[Region pointing data]
——

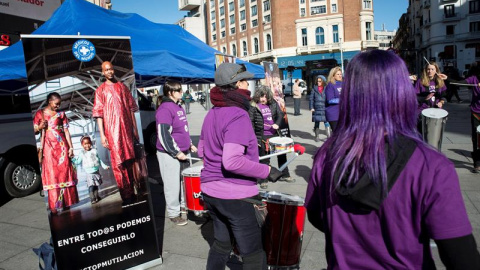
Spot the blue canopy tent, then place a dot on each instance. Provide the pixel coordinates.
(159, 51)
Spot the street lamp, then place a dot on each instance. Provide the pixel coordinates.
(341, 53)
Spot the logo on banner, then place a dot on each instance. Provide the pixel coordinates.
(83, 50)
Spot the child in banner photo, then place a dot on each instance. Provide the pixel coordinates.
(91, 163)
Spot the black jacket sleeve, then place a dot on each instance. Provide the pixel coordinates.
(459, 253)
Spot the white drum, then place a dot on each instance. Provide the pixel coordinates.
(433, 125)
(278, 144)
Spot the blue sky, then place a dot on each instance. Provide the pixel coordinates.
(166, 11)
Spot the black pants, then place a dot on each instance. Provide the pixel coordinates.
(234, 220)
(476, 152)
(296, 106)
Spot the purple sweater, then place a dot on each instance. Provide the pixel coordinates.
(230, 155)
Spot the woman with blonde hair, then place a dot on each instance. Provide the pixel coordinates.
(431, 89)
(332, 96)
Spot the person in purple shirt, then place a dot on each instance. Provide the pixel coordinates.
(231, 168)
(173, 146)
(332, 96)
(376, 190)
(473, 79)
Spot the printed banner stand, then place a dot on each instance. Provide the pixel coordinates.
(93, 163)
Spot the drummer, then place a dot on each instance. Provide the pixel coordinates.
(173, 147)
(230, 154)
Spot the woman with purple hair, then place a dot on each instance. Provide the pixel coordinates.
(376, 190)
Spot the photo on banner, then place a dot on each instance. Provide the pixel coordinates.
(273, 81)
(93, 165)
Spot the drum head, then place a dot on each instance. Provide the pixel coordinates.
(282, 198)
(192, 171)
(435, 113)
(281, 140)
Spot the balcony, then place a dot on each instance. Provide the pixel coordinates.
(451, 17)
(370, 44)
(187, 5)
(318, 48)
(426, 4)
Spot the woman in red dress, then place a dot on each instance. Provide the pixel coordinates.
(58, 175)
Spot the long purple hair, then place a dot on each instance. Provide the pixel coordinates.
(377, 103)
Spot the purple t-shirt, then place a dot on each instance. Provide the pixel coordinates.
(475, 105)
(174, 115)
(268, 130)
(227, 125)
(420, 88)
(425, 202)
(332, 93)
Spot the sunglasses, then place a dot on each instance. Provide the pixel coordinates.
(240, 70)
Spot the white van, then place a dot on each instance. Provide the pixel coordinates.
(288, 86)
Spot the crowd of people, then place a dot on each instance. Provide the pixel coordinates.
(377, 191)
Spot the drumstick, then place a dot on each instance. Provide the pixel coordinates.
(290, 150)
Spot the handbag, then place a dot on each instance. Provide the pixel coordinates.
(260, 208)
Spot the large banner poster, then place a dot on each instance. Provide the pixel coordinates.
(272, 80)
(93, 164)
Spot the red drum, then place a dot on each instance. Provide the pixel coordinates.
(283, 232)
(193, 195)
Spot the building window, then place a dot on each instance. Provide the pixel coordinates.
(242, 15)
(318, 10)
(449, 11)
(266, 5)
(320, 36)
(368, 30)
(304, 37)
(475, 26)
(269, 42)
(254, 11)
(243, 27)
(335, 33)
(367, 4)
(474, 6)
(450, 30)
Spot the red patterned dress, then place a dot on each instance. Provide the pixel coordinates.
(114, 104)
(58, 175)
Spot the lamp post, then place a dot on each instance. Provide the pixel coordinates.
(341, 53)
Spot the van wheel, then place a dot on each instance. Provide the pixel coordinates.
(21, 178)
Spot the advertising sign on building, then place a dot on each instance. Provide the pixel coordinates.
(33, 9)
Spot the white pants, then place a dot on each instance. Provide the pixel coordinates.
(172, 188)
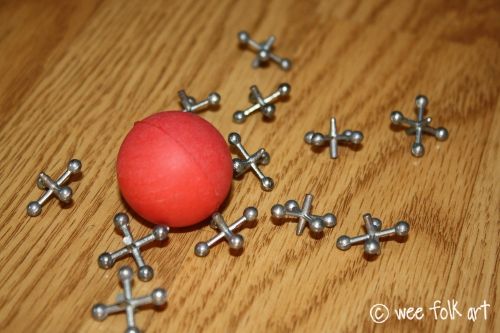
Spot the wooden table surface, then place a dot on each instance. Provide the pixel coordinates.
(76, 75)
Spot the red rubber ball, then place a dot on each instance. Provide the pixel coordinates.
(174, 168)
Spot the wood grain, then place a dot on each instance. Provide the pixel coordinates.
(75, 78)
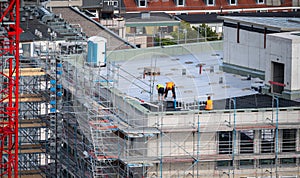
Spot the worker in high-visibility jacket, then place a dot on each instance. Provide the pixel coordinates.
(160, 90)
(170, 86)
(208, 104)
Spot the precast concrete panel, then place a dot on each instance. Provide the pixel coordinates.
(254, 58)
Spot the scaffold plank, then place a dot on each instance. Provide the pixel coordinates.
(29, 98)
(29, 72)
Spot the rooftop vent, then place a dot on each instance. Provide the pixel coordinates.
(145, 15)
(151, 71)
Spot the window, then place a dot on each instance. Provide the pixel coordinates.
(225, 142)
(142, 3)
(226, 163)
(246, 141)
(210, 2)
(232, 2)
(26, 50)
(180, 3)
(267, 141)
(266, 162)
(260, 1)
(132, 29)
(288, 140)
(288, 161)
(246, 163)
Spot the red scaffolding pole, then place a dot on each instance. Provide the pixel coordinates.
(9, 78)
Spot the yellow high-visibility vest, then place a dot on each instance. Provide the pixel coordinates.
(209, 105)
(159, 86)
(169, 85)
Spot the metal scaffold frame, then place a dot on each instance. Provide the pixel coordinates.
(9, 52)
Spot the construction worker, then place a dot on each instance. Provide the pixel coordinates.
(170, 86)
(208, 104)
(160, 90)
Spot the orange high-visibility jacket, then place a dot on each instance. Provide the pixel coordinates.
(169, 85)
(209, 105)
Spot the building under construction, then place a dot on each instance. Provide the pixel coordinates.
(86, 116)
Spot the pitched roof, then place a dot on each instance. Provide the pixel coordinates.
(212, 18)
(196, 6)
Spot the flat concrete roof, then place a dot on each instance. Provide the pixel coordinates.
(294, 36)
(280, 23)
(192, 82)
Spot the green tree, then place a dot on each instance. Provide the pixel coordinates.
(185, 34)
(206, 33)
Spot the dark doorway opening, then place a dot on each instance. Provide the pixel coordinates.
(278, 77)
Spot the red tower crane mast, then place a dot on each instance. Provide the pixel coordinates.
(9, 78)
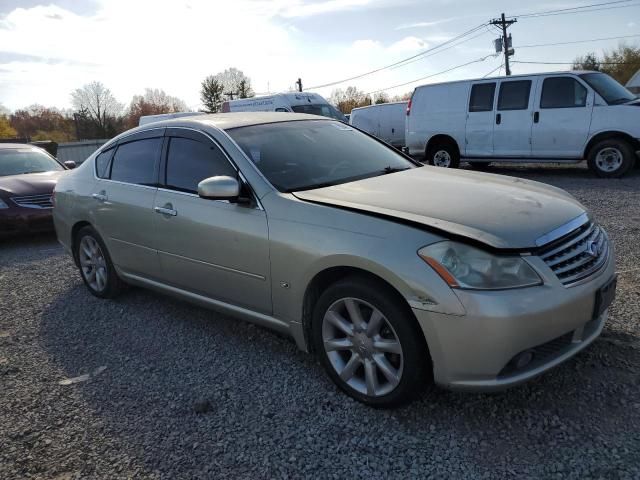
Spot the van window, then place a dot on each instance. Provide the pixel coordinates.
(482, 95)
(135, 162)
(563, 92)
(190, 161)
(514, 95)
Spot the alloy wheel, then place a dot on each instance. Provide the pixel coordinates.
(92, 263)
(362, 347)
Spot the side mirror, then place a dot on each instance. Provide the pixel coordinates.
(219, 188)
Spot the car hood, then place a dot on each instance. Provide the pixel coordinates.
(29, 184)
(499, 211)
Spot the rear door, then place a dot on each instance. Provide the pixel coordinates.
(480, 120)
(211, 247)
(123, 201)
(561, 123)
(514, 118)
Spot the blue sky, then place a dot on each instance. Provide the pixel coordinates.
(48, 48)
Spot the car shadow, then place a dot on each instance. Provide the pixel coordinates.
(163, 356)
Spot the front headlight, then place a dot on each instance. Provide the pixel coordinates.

——

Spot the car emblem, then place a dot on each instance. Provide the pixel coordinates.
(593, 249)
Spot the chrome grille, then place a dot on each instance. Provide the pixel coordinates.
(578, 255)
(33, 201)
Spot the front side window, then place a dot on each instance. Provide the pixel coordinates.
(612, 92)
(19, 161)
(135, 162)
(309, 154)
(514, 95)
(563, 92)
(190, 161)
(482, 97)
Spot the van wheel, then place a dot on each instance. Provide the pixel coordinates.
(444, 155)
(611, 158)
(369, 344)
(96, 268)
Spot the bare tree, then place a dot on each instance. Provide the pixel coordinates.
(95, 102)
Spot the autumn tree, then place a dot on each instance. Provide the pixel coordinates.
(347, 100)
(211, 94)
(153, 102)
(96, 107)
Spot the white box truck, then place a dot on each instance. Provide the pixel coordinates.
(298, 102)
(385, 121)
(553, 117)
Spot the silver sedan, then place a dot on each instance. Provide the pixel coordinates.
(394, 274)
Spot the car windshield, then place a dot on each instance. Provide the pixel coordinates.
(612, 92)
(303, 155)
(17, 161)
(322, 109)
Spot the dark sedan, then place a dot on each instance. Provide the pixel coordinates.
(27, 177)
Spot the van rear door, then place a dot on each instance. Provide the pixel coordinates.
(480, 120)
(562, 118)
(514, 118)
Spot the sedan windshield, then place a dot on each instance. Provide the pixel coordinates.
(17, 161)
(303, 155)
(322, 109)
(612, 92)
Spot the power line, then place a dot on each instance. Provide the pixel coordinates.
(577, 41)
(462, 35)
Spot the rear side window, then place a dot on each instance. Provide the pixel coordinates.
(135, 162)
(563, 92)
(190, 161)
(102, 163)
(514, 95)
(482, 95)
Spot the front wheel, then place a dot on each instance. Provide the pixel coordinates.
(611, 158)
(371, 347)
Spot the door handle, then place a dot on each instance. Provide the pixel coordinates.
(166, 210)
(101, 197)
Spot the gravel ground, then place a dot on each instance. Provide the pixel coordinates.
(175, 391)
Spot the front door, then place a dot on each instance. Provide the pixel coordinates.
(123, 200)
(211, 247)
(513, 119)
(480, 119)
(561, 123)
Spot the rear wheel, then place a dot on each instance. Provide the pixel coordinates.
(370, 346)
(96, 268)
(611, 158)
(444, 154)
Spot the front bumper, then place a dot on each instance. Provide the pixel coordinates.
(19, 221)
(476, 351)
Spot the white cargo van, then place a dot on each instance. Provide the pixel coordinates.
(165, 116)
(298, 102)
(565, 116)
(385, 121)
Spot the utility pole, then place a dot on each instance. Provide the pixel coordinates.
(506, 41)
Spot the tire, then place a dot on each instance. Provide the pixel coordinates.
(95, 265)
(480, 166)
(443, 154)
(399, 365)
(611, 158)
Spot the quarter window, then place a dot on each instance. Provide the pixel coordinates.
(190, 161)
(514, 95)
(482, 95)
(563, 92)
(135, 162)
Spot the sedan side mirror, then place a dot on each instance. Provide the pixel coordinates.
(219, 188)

——

▶ **Work task**
Your task is to restate, word for word, only those lines above that fall between the line holding "Spot the rear door, then" and the line holding "Spot the front headlight, then", inclusive.

▶ **Output below**
Spot the rear door, then place a dot on each instance. Provide the pixel coordinates.
(480, 120)
(211, 247)
(123, 201)
(561, 123)
(514, 118)
Spot the blue sky, then place a dot on each instance. Provide the pixel coordinates.
(48, 48)
Spot the car shadow, then place a dot on each instance. Provide the pixel coordinates.
(163, 356)
Spot the front headlight, then place a dot on each instance. Provide the pixel coordinates.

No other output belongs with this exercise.